== What needs to be done ==
In the Section 9.4 text below, list the range of t given for each of the five curves in problems 1 – 5, in order.

If you are looking for some problems with solutions you can find some by clicking on the "Practice Problems" link above.
Section 9.4 : Arc Length with Parametric Equations
For all the problems in this section you should only use the given parametric equations to determine the answer.
For problems 1 – 5 determine the length of the parametric curve given by the set of parametric equations. For these problems you may assume that the curve traces out exactly once for the given range of t’s.
- \(x = 3 + 9t\hspace{0.25in}\,\,y = 10 - 15t\hspace{0.25in} - 5 \le t \le 8\)
- \(x = 6{\left( {3 + t} \right)^{\frac{3}{2}}}\hspace{0.25in}\,\,y = - 3{t^{\frac{3}{2}}}\hspace{0.25in} - 2 \le t \le 1\)
- \(x = 4{t^2} - 3\hspace{0.25in}\,\,y = 3t\hspace{0.25in}0 \le t \le 5\)
- \(x = 3 + t\hspace{0.25in}\,\,y = 6 + {\left( {t - 1} \right)^2}\hspace{0.25in}1 \le t \le 3\)
- \(x = {t^2} - 1\hspace{0.25in}\,\,y = {t^4} + 5\hspace{0.25in}0 \le t \le 1\)
For problems 6 and 7 a particle travels along a path defined by the following set of parametric equations. Determine the total distance the particle travels and compare this to the length of the parametric curve itself.
- \(\displaystyle x = 6{\cos ^2}\left( {3t} \right)\hspace{0.25in}y = 2 - 3{\sin ^2}\left( {3t} \right)\hspace{0.25in}\hspace{0.25in}\,\,\,\, - \frac{5}{6}\pi \le t \le 3\pi \)
- \(\displaystyle x = 3 + \cos \left( {\frac{1}{6}t} \right)\hspace{0.25in}y = 4 + {\cos ^2}\left( {\frac{1}{6}t} \right)\hspace{0.25in}\,\,\,\,\,\,\, - 90\pi \le t \le 216\pi \)
For problems 8 – 10 set up, but do not evaluate, an integral that gives the length of the parametric curve given by the set of parametric equations. For these problems you may assume that the curve traces out exactly once for the given range of t’s.
- \(x = t\cos \left( {2t} \right)\hspace{0.25in}\,\,y = \sin \left( {3t} \right)\hspace{0.25in}2 \le t \le 3\)
- \(x = 1 - \sin \left( {1 + \sqrt t } \right)\hspace{0.25in}\,\,y = \sin \left( {{{\bf{e}}^{ - t}}} \right)\hspace{0.25in}1 \le t \le 4\)
- \(\displaystyle x = \ln \left( {t + 2} \right)\hspace{0.25in}\,\,y = \frac{1}{{t + 7}}\hspace{0.25in} - 1 \le t \le 2\)

== Data provided ==
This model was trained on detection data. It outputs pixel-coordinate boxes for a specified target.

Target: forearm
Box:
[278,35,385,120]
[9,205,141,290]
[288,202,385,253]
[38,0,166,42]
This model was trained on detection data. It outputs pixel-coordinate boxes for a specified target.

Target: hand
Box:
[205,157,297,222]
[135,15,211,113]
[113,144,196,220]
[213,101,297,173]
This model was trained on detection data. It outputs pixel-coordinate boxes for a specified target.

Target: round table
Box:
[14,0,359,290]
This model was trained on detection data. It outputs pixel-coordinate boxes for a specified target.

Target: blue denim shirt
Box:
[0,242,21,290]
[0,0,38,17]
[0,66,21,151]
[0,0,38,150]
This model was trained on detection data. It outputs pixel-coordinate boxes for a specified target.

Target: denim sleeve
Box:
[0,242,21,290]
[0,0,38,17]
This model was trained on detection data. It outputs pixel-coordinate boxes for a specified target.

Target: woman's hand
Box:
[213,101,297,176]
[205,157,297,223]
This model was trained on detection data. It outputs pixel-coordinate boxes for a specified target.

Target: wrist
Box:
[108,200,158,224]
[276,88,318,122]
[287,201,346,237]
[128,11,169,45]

== Result of the task ==
-5 ≤ t ≤ 8
-2 ≤ t ≤ 1
0 ≤ t ≤ 5
1 ≤ t ≤ 3
0 ≤ t ≤ 1